» **Material provided**
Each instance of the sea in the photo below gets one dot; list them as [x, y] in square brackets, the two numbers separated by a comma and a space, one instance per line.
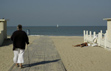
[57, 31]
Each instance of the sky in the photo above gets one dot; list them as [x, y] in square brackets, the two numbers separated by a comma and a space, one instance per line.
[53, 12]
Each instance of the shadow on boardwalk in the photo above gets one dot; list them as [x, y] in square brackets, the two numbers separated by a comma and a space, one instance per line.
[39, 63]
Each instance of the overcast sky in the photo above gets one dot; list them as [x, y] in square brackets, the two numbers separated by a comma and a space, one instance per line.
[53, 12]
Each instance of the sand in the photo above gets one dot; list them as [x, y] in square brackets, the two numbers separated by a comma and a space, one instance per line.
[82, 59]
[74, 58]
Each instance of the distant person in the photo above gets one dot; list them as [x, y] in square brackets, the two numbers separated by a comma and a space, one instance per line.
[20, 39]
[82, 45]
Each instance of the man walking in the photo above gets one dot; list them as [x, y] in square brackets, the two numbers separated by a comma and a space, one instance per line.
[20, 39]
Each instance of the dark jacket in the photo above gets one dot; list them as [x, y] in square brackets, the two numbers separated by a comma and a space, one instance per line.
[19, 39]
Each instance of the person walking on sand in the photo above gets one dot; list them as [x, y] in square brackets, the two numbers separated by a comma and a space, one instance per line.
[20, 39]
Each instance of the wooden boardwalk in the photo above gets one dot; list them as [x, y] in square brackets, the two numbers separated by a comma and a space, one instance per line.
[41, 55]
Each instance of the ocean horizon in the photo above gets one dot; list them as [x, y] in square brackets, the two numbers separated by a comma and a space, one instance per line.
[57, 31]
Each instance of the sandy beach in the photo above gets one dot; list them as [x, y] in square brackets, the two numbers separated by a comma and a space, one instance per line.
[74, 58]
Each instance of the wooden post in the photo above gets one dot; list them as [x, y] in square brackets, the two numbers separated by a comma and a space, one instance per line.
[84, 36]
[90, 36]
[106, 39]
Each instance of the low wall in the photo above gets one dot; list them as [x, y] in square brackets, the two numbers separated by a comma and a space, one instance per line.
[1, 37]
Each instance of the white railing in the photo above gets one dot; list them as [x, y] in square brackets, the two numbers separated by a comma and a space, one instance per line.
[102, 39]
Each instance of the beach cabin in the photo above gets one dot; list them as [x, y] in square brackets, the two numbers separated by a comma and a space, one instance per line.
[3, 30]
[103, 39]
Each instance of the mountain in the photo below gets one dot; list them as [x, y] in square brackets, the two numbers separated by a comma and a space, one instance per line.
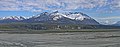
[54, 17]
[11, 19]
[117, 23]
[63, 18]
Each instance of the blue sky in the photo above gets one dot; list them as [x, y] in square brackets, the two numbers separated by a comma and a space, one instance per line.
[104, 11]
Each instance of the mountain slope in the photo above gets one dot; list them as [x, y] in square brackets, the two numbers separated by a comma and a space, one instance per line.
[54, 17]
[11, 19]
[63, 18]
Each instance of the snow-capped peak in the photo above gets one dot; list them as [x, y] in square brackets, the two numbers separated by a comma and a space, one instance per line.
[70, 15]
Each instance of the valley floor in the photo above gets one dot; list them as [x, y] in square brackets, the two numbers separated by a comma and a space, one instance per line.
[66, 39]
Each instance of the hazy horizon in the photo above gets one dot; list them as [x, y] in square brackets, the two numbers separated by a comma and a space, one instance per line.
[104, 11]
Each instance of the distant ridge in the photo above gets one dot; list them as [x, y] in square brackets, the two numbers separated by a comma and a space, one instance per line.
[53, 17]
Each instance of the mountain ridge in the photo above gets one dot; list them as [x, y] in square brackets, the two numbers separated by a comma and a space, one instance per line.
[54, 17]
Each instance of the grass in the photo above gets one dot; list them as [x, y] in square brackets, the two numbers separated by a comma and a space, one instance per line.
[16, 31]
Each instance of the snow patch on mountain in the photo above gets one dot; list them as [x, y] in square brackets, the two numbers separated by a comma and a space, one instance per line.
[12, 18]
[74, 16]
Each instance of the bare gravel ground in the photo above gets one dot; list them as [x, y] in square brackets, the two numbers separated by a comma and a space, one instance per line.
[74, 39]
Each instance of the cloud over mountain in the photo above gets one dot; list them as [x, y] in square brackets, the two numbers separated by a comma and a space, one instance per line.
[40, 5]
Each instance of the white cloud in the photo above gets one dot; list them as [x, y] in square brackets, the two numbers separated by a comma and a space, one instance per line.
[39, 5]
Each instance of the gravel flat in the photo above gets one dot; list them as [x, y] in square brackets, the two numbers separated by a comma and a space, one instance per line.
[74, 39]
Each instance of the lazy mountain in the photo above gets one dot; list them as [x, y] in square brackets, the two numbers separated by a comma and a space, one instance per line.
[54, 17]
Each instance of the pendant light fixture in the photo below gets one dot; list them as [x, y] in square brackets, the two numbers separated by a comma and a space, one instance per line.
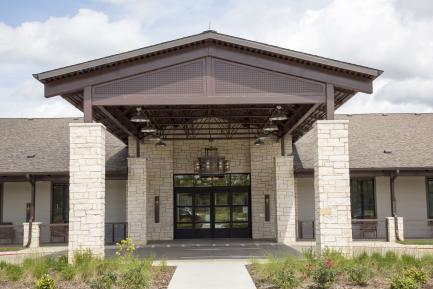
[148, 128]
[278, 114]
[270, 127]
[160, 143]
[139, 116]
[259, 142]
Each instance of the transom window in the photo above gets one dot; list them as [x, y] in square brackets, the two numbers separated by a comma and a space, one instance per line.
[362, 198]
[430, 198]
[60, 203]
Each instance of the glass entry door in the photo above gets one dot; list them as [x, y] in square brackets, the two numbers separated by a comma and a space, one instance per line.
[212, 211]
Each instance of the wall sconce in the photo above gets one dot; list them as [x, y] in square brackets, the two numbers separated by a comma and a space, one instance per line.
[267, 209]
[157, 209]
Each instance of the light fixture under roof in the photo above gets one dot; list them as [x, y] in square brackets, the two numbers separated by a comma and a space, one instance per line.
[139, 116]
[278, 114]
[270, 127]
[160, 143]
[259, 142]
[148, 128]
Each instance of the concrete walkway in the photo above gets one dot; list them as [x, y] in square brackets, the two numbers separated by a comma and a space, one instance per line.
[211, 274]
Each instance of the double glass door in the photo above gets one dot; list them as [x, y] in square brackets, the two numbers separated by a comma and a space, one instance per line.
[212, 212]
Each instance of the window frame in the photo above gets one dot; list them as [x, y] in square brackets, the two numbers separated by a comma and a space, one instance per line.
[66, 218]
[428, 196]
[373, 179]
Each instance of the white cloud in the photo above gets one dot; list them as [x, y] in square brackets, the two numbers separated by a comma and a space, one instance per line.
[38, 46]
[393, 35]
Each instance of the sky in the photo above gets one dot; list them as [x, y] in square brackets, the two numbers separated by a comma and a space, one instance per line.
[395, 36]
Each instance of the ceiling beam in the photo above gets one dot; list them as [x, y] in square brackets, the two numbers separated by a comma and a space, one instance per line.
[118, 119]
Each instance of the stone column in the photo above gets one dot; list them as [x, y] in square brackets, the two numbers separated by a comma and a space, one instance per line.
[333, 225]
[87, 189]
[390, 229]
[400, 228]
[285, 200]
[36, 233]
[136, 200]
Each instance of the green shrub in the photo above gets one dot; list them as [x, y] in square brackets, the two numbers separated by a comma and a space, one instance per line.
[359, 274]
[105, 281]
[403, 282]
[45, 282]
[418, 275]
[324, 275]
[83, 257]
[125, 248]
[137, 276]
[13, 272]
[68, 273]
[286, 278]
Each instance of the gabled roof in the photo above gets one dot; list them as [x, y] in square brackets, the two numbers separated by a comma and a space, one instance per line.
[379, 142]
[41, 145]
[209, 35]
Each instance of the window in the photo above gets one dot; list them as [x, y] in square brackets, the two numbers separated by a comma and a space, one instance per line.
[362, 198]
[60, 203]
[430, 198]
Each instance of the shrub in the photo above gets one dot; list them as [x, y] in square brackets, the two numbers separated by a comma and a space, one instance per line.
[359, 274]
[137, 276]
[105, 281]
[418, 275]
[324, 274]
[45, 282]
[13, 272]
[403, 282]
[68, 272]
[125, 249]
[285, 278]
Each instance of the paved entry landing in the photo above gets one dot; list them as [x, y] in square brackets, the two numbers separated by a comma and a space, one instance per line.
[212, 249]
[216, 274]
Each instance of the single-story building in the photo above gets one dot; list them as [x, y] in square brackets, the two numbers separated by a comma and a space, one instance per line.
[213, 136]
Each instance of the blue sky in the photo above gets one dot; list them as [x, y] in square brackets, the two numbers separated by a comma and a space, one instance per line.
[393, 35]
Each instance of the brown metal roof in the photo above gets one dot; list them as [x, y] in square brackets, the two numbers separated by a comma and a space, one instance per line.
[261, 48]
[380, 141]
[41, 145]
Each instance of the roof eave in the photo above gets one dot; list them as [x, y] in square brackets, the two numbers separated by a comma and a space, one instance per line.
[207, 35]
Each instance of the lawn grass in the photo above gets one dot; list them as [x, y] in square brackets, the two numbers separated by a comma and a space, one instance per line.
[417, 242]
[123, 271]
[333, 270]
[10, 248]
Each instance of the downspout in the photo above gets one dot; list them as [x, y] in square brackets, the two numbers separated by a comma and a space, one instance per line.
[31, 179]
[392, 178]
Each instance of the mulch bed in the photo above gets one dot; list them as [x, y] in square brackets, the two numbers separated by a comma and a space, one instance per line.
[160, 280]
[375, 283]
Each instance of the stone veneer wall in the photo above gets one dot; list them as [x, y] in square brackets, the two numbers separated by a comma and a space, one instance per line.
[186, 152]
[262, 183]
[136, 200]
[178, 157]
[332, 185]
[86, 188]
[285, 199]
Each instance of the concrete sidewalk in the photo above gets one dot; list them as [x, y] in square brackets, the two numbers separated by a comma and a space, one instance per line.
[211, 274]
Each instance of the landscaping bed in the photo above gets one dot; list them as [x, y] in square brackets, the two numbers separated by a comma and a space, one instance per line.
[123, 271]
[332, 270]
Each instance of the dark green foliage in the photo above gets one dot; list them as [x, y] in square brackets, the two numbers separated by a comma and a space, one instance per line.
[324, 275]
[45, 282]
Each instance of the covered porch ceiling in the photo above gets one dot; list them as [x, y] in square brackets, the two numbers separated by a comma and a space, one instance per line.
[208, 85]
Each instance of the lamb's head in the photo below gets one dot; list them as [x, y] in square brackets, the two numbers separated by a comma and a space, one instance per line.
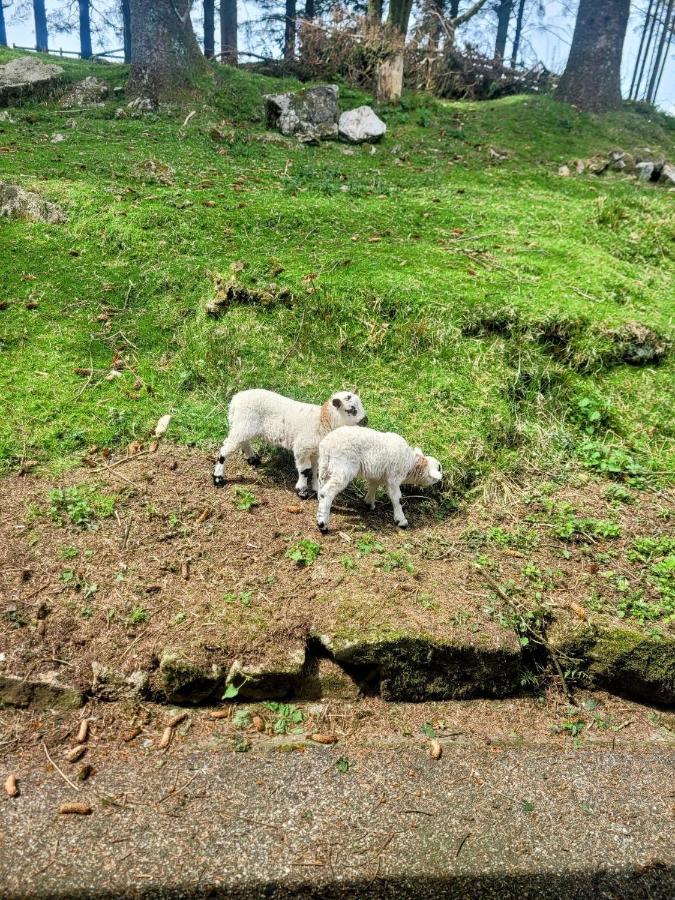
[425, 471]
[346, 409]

» **Exercise instructions**
An exact copy of the lines from the line containing "Each instance of the landscaping" through the final line of the listing, without pictures, is the expected result.

» **Output for this exercise**
Each instance of the landscaping bed in the photo above gets one dot; list them as [x, y] in square brackets, the two numbers separated by a comma and a space, one instance per line.
[123, 271]
[332, 270]
Each instance of the dark green foliage in the photo above gets one dot; list them as [x, y] in square brackets, the two numbers separated by a comma and a space, one instance per line.
[324, 275]
[45, 282]
Each instance of the covered porch ceiling in the photo above gets one dot; list them as [x, y] in square brackets, the two numbers separated by a comma and a space, one instance per line.
[208, 85]
Each instance of the lamb's head in the photo below gets one dot; list them as [x, y] in square brackets, the two numbers separated by a comma and a space, one instance per line.
[425, 471]
[346, 409]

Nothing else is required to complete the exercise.